Description of the task:
Rewrite each of the following rows with "Observed output" changed to "Actual output" and everything else unchanged. Leave the pictures out.

Input material:

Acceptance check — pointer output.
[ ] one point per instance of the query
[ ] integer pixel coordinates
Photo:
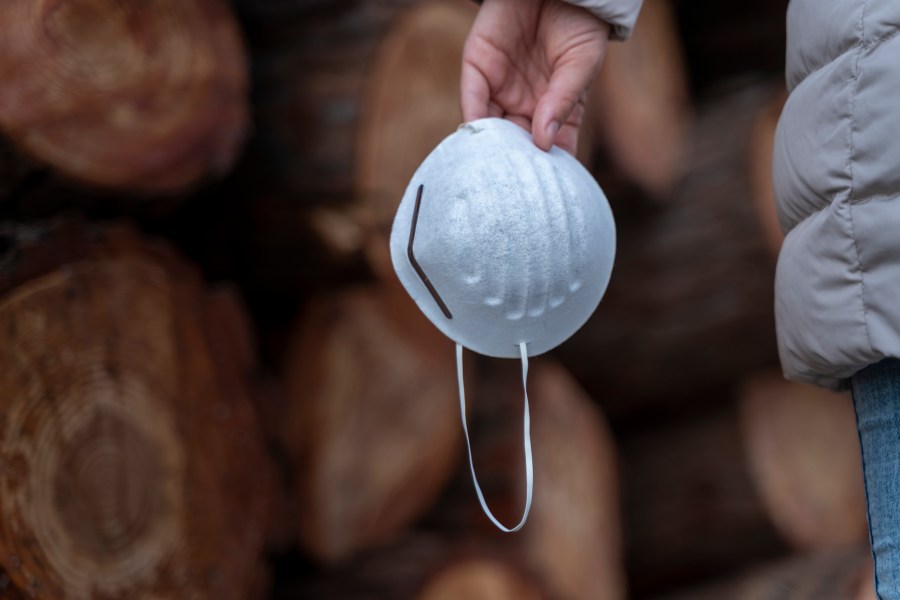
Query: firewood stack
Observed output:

The output:
Acceptance check — pointer output.
[ ] one point per instance of the query
[ ] integer pixel coordinates
Photo:
Query: firewood stack
Actual output:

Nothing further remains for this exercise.